» TASK GOAL
According to the piece on pandemic learning loss, which campus plans to add one-credit courses taught by paid upper-division undergraduates? Please answer briefly.

» TEXT SECTION
++++++++

An optimistic people, perhaps especially when it comes to the benefits of education, Americans aren’t used to anything resembling the idea that a year in school could be one in which students experience “learning loss.”
We’re supposed to always be gaining, never losing, right?
But learning loss is the term of art educators are using to describe the experience of high school students who suffered through the experience of “remote learning” necessitated by the global coronavirus pandemic.
Not all students failed entirely to thrive as classes were taught through computer screens. For a few, the lack of distractions is actually more conducive to learning than being in a noisy classroom is.
Still, as administrators get ready to welcome back for the fall semester students who have not been in the traditional campus environment for a year and a half, many are worried that some or even most of them will have fallen behind.
Leaders at California colleges are “concerned that many freshmen have suffered some or even significant learning loss as a result of all the remote high school instruction during the pandemic,” Larry Gordon reports at EdSource.
“Colleges and faculty plan to provide extra tutoring, more academic counseling, some changes in courses and, if necessary, a slower teaching pace at first to help students rebuild their academic and social strengths.”
Those all sound like the right kinds of approaches. Particularly practical is a plan at Sacramento State to add a lot of one-credit courses taught by upper-division undergrads paid to help freshmen with large and difficult math, history, economics and biology survey courses.
Academics are only the half of it. COVID-19 threw all of us a curve, and the only sure thing about getting back to normal is that at first it’s going to be abnormal. UC campuses will require all students to be vaccinated against the coronavirus, for instance — when freedom of medical choice meets that new regulation, there will be issues.
These are unprecedented times. But young people are resilient. Jennifer Brown, UC Riverside’s dean of undergraduate education, says: “My gut tells me they may need a little bit of extra support, but they will be able to bounce back.”

++++++++

» DATA EXCERPTS
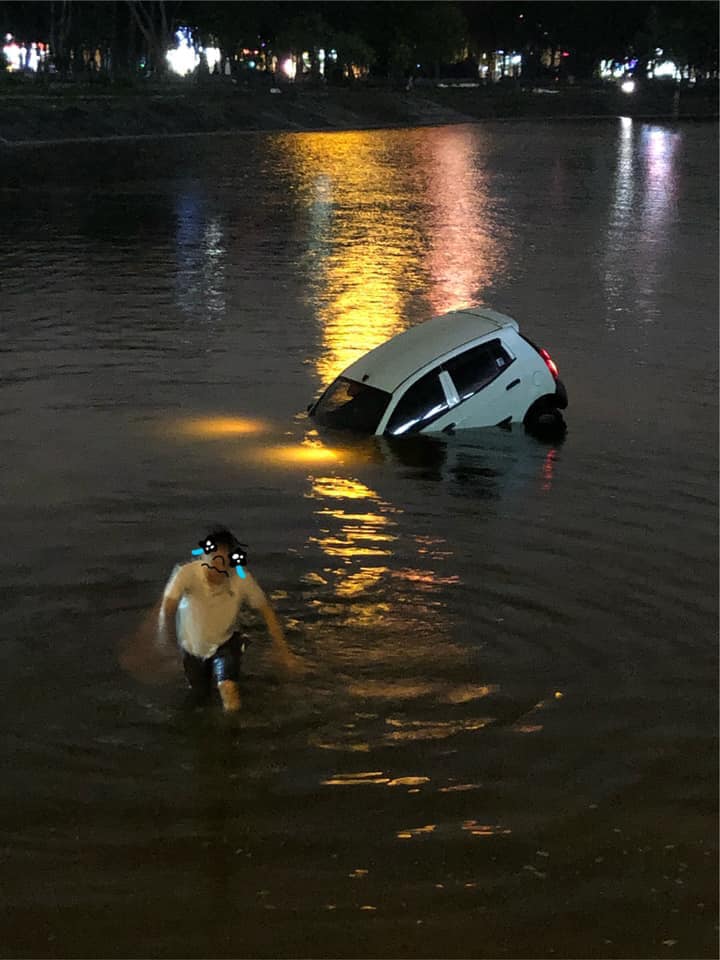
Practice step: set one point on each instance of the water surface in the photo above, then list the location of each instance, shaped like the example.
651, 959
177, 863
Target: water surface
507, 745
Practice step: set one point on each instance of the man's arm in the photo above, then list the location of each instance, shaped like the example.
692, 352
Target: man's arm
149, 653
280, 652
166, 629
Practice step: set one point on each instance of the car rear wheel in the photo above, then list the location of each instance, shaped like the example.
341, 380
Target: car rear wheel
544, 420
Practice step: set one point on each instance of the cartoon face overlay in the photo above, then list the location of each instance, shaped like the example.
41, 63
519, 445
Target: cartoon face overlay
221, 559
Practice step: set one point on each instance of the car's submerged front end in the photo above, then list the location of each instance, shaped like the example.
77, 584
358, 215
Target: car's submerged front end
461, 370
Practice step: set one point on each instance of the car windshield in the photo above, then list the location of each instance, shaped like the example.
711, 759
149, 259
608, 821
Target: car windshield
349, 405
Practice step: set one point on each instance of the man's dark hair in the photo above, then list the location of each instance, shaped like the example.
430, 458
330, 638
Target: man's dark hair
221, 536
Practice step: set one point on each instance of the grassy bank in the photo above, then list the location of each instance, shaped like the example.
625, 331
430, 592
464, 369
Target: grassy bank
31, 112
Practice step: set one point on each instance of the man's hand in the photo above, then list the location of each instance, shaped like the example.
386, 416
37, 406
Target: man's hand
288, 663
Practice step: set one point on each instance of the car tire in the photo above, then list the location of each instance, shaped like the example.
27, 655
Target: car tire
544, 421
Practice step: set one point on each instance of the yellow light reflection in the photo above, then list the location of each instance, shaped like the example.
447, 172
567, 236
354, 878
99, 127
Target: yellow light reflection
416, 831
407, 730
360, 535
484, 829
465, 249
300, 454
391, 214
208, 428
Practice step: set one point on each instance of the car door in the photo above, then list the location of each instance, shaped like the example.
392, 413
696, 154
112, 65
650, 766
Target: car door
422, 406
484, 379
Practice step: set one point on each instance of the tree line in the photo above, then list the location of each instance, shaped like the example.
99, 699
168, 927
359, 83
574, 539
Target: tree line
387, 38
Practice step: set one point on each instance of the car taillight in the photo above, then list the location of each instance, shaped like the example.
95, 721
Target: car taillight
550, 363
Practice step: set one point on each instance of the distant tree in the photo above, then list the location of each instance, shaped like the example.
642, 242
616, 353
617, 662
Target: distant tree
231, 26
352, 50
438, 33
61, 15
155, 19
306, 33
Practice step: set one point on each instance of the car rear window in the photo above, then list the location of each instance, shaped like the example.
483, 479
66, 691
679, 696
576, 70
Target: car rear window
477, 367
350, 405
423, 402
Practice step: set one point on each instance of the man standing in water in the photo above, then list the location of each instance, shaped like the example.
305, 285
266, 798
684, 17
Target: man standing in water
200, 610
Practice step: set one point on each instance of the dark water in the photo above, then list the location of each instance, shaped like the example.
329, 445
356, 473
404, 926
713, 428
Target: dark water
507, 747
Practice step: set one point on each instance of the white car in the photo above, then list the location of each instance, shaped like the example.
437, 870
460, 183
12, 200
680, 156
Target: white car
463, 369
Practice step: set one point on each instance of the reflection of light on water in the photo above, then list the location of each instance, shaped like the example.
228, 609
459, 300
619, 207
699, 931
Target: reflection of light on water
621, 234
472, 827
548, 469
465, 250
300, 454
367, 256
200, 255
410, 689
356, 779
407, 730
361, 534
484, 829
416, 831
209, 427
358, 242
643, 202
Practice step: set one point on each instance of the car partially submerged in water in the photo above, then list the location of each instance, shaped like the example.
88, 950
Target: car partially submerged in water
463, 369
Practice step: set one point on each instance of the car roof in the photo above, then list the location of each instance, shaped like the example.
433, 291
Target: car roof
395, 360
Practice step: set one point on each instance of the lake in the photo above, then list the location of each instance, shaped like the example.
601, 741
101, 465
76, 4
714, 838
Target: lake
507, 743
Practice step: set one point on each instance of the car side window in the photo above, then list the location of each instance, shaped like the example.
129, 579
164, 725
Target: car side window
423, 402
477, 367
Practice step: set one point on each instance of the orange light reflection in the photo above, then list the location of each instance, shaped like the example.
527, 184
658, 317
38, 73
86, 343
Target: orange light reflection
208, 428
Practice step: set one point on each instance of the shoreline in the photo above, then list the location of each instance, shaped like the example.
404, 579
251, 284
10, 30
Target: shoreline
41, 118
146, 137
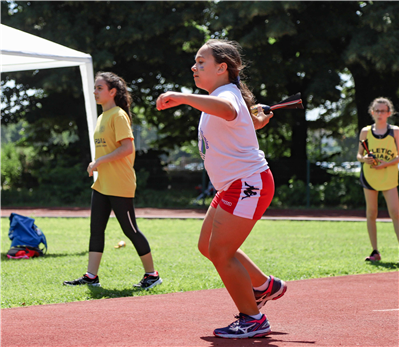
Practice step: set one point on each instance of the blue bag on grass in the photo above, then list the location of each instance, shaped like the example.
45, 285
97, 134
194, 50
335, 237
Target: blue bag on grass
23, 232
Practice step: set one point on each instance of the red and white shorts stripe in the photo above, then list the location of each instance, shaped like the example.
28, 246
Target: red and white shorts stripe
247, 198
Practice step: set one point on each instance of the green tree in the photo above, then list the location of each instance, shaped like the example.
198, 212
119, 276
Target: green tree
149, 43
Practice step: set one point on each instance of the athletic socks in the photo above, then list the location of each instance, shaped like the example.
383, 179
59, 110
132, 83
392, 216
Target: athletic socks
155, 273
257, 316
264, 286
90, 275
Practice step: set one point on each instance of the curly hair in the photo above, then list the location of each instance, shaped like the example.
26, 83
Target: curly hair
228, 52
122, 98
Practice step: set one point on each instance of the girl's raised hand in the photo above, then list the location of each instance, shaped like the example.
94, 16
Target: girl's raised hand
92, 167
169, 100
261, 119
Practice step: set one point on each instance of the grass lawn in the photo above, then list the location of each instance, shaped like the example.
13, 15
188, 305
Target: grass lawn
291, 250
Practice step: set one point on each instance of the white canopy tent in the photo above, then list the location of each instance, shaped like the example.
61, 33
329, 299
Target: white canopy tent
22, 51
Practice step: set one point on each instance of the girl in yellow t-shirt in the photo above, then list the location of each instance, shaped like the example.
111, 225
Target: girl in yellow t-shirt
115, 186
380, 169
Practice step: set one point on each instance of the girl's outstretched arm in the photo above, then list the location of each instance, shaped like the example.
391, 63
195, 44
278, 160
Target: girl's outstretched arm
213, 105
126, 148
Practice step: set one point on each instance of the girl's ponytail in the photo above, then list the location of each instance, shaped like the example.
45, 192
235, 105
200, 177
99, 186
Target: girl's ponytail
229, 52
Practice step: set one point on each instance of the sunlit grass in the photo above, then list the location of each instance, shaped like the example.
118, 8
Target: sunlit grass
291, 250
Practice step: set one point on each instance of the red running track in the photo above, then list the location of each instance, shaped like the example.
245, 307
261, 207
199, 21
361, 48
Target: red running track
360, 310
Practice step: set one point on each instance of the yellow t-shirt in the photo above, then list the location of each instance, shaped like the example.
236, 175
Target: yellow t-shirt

++++++++

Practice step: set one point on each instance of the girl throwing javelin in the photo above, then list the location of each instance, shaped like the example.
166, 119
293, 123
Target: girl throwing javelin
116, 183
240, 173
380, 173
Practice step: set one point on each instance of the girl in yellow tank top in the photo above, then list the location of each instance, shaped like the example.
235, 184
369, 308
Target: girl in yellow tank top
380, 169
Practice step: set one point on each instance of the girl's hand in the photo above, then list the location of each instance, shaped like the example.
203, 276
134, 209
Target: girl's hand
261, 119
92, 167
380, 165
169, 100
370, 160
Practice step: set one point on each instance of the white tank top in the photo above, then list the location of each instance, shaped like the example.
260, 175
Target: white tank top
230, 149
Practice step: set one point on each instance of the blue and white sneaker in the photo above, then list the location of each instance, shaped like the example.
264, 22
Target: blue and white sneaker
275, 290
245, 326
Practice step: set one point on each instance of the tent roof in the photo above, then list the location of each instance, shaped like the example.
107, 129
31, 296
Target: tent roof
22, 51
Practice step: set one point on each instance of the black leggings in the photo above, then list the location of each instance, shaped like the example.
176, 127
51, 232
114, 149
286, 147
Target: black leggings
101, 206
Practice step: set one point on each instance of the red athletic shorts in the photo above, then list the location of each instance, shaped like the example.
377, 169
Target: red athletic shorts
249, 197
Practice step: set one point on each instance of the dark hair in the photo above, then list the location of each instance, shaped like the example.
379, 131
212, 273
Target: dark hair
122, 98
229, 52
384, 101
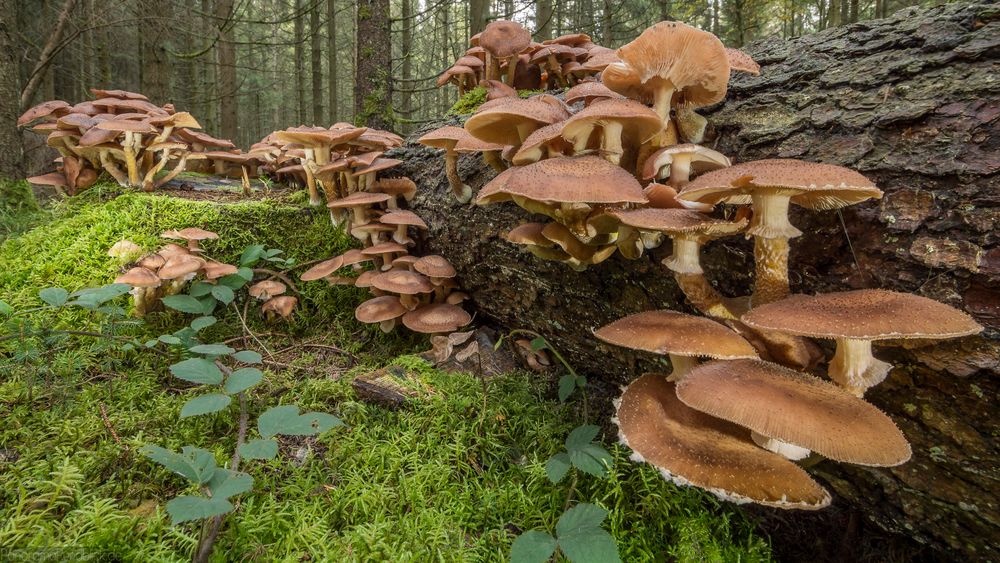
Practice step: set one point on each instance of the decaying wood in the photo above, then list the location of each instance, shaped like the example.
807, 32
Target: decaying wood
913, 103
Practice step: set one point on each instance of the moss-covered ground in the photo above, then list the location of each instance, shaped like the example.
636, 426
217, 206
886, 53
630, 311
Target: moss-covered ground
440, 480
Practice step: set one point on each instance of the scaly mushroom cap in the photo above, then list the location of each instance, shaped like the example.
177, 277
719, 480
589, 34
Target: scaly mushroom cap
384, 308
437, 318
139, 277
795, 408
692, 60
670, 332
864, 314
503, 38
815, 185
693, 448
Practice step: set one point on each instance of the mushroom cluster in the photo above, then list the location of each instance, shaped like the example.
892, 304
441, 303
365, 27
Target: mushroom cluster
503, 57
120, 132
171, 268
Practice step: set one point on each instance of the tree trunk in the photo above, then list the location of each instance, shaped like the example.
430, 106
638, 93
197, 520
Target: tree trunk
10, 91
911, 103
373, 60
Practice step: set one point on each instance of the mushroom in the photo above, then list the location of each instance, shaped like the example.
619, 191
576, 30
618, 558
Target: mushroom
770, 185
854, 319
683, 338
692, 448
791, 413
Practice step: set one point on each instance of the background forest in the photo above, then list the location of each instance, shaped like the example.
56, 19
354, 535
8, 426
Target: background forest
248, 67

++++++++

» RESPONSE BOX
Sacramento State